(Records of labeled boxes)
--------

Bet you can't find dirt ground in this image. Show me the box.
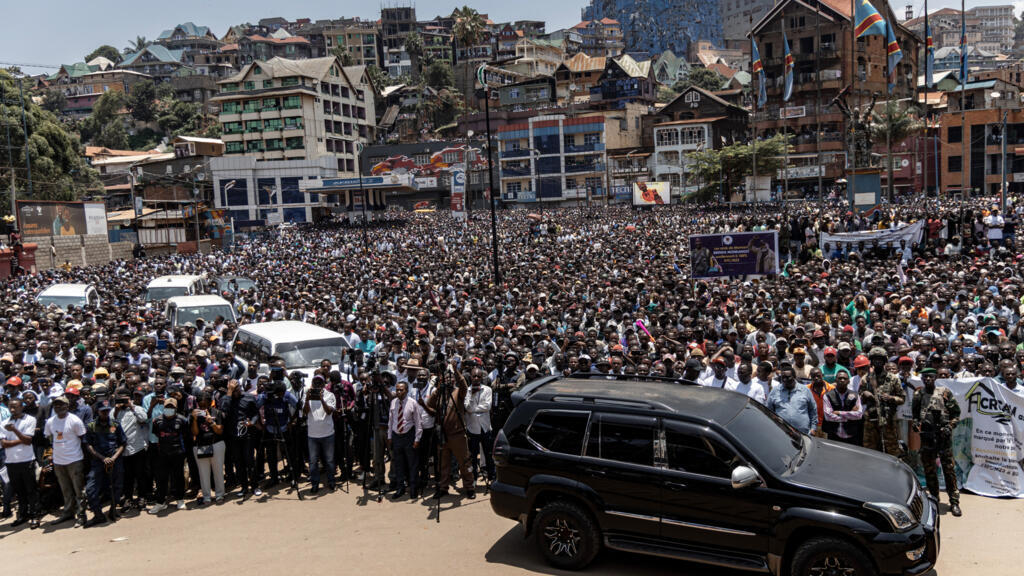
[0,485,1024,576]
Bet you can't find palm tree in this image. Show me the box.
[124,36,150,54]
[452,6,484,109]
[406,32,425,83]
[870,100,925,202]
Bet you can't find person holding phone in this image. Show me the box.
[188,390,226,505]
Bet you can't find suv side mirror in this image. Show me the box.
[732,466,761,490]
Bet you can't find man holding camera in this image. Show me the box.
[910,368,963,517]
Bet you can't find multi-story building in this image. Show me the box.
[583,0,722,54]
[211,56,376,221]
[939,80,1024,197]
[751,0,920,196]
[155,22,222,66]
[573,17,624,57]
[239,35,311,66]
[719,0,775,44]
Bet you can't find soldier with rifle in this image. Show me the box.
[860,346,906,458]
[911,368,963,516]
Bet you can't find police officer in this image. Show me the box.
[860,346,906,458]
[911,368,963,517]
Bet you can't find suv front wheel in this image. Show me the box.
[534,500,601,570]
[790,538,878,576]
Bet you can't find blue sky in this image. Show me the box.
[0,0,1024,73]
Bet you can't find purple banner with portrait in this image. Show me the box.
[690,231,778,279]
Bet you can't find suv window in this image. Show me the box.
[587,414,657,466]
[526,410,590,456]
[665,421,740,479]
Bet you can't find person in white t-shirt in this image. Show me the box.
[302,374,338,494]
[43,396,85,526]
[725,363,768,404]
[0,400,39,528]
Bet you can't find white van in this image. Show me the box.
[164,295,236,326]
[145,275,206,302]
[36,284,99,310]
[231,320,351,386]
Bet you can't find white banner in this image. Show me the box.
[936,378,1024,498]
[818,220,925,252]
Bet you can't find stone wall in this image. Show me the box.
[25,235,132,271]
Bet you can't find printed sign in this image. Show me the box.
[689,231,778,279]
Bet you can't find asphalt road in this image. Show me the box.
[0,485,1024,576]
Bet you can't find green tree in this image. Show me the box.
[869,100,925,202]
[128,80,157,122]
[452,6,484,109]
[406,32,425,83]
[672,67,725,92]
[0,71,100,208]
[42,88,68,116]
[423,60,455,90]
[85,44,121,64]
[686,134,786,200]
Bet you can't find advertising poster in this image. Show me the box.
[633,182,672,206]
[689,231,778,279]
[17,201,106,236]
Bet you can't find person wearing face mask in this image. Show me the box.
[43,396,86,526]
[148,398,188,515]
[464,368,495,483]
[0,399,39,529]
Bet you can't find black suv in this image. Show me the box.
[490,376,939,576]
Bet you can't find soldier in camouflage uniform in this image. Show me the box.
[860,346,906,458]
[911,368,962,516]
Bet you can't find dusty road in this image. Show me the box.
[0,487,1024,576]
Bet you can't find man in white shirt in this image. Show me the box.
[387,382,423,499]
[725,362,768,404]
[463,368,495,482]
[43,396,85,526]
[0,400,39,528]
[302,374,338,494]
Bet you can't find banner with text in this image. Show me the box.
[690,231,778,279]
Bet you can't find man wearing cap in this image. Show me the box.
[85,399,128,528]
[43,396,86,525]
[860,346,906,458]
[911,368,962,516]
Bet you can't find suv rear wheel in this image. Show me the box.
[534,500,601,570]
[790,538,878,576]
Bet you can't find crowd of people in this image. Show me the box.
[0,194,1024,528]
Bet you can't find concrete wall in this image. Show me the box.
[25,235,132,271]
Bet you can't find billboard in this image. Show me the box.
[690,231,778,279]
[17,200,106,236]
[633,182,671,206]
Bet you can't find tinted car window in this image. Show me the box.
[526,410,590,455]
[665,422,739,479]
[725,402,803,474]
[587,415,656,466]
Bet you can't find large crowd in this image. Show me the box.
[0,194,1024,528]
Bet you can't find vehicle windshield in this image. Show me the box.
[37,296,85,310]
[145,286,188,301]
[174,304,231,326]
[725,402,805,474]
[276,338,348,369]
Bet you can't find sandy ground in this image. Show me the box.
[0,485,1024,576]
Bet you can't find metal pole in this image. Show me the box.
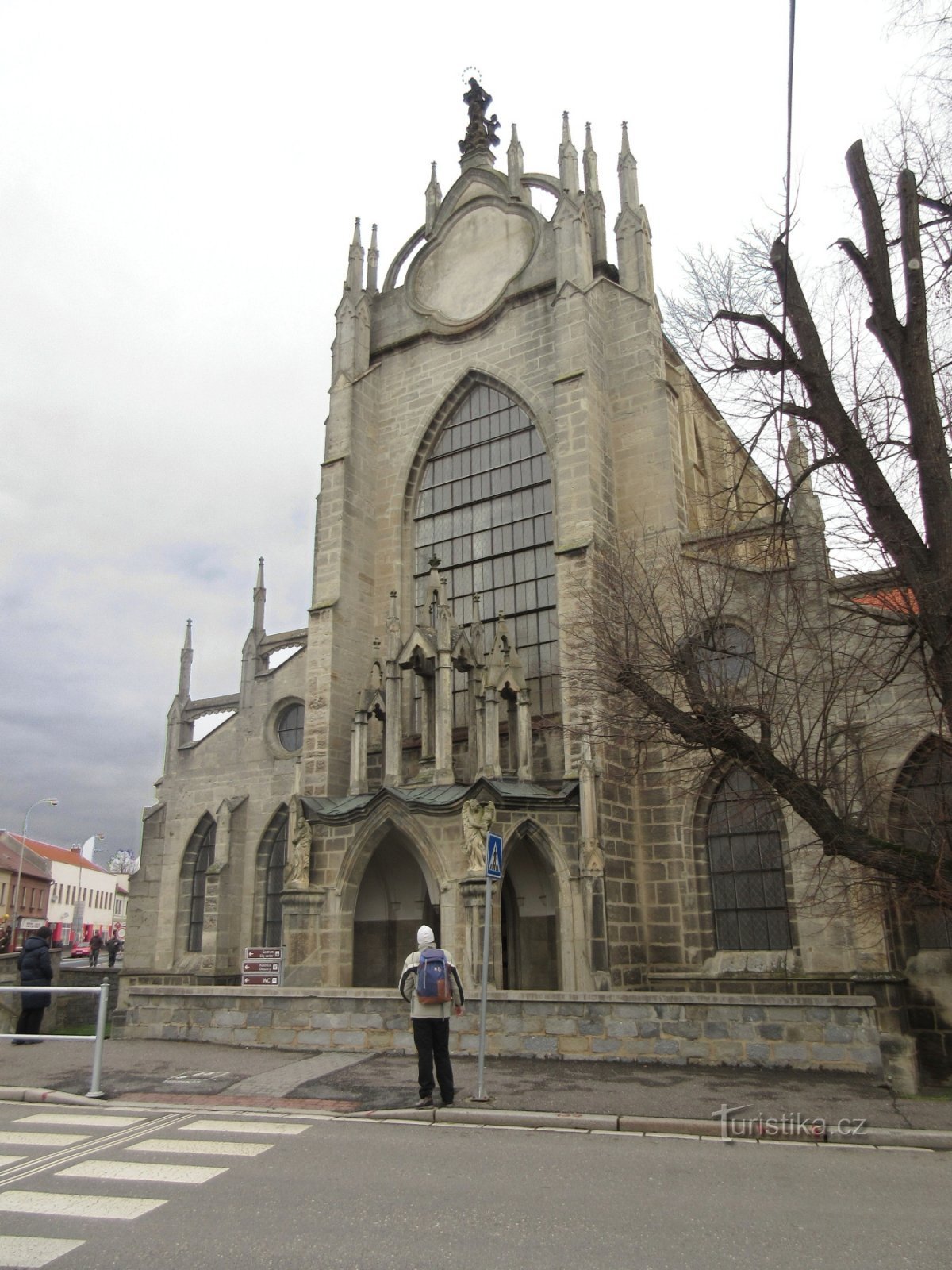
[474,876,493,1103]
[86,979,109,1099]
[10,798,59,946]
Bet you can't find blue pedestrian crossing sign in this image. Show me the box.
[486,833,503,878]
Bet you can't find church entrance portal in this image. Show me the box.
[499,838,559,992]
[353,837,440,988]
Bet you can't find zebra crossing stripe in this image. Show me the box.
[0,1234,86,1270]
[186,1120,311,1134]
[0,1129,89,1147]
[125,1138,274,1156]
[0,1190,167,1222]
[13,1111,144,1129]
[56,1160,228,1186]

--------

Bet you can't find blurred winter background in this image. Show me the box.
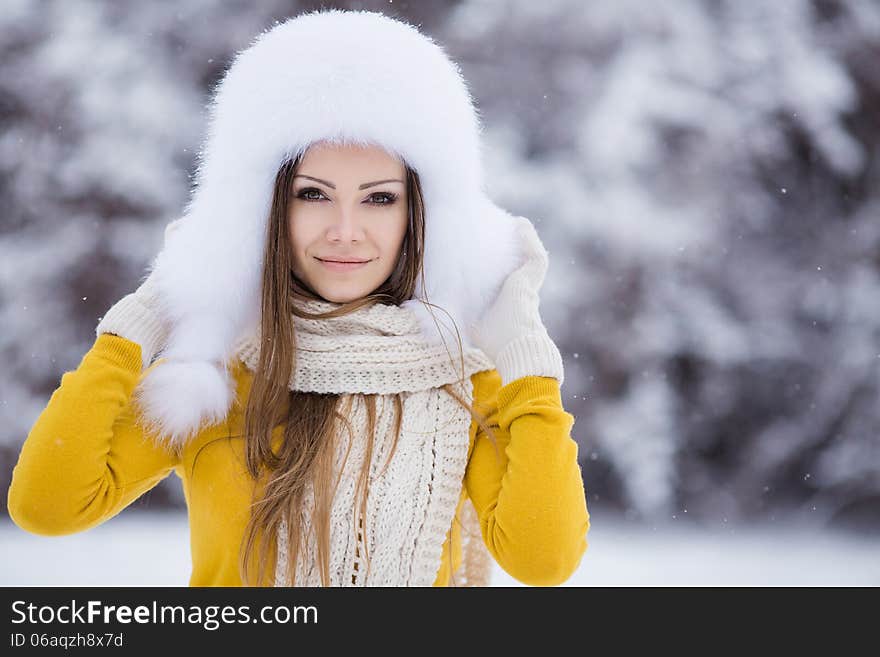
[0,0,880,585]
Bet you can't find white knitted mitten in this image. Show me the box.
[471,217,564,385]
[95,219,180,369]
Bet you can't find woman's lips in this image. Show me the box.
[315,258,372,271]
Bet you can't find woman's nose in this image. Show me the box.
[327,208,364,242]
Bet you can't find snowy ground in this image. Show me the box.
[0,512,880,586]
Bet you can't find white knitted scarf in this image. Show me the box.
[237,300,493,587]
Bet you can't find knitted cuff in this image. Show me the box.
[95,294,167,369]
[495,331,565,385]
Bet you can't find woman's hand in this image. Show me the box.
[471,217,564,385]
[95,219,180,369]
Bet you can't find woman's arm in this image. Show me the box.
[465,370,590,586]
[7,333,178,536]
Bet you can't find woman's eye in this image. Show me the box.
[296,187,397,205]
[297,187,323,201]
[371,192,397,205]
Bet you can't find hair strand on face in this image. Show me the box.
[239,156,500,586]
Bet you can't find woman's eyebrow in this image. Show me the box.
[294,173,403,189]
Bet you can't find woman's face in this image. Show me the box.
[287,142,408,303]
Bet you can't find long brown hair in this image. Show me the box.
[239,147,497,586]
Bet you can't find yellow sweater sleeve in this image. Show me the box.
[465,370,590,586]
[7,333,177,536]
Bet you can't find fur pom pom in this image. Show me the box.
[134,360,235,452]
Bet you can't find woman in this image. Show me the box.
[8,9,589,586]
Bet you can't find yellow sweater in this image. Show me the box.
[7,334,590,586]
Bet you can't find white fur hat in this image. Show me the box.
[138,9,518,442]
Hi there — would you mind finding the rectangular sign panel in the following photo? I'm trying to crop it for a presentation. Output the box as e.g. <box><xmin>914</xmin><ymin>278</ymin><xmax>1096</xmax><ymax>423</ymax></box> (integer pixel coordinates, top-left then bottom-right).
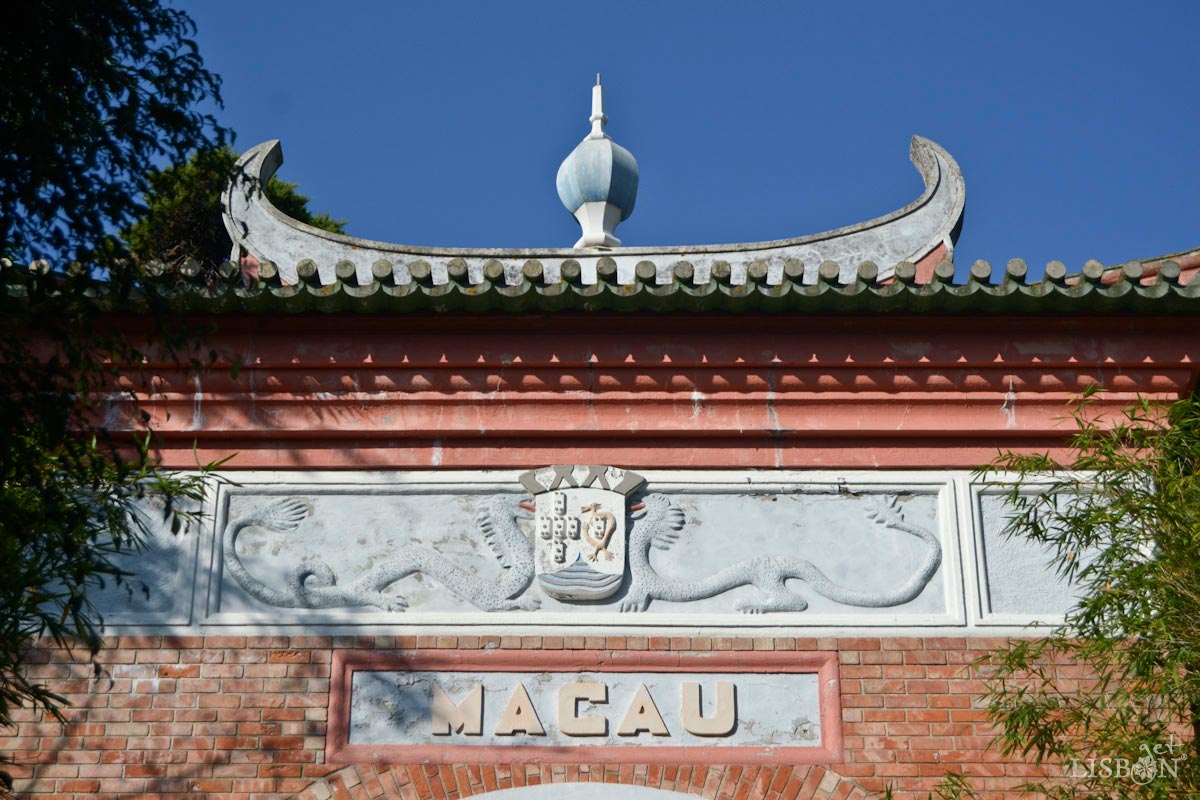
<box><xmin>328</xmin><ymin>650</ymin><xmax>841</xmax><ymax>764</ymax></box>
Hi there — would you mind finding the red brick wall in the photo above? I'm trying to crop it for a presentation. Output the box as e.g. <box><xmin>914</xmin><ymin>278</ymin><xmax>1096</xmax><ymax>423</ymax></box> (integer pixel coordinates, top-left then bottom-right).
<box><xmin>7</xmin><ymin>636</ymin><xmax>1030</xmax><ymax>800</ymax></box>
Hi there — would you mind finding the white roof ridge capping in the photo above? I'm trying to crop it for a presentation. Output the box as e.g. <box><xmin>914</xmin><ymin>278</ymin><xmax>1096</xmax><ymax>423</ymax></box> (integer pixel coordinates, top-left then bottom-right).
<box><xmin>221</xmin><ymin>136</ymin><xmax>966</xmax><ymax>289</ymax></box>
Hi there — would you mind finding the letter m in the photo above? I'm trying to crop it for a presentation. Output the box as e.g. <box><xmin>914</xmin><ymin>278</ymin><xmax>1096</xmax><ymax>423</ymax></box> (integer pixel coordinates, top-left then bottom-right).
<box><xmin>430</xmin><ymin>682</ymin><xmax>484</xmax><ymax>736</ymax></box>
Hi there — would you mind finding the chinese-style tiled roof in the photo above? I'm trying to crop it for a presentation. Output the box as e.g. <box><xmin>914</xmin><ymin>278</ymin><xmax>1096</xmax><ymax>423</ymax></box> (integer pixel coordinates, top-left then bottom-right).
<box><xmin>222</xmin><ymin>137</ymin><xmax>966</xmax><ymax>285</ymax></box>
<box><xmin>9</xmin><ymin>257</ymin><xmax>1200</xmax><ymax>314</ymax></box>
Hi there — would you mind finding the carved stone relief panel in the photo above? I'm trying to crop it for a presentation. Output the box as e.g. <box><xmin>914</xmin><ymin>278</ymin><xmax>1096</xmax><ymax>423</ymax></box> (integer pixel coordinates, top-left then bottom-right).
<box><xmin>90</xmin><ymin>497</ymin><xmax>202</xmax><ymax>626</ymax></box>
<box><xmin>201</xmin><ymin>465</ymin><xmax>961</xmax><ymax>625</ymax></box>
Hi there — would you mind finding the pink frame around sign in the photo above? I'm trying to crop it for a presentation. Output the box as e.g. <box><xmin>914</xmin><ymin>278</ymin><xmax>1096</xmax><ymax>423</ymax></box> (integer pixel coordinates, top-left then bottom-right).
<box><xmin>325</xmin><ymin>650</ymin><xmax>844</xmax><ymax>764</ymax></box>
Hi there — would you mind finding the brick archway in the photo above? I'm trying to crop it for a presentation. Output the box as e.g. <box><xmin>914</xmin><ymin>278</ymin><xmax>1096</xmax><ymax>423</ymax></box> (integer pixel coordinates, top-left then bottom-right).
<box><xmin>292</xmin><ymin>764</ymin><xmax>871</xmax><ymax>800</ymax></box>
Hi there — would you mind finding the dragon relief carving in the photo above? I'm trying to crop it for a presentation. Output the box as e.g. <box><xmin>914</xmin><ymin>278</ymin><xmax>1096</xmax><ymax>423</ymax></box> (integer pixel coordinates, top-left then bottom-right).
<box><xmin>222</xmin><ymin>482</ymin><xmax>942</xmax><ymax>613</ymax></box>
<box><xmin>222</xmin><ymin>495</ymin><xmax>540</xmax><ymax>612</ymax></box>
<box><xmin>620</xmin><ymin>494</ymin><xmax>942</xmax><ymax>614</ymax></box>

--------

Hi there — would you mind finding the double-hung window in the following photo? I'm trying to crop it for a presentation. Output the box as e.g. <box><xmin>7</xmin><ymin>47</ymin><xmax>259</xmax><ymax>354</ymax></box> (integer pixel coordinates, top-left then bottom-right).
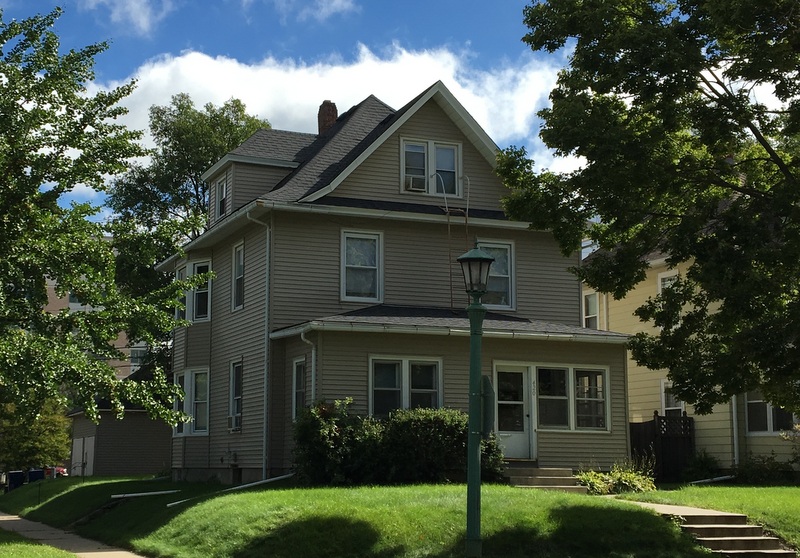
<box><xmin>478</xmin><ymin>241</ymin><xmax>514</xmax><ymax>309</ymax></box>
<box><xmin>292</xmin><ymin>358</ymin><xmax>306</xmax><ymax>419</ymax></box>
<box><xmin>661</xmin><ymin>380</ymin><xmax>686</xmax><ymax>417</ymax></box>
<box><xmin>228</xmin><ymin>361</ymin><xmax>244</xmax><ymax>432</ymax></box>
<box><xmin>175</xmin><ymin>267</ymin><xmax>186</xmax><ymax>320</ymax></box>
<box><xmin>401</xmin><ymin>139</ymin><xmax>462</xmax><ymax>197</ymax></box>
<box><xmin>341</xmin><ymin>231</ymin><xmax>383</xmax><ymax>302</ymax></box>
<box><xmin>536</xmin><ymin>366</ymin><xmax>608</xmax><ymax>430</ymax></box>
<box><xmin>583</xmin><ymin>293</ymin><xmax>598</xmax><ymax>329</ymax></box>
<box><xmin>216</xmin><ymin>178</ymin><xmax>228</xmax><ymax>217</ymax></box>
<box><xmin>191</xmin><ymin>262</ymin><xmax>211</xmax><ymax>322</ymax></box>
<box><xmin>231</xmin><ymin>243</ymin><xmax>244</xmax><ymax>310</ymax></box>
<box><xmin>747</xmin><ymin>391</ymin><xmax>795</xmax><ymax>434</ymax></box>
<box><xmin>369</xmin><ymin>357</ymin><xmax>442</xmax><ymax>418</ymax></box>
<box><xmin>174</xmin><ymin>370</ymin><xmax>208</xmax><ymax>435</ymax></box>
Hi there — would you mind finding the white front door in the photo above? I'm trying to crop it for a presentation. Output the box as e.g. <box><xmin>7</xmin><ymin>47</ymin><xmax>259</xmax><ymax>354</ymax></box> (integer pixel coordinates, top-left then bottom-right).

--------

Exercise task: Scale the material from the line containing "Bet you can't find dirt" through the line containing "[910,368,963,517]". Repeat those lines with the requests included, multiply every bounding-box coordinate in the answers by 0.25 and round it to a whole number with halves going up, and leave the pictures out.

Exercise answer:
Bet you can't find dirt ground in this image. Show me the box.
[0,121,256,144]
Bet you can't find palm tree in this image. Show me the box.
[31,9,38,14]
[113,2,121,27]
[102,8,106,21]
[218,25,231,51]
Bet you can't find person holding phone in this image. Show me the box.
[47,98,57,126]
Bet you can't find suv side mirror in this image. Show me the box.
[183,117,190,123]
Bet you can't find man holding camera in this image. Show me the box.
[228,92,241,129]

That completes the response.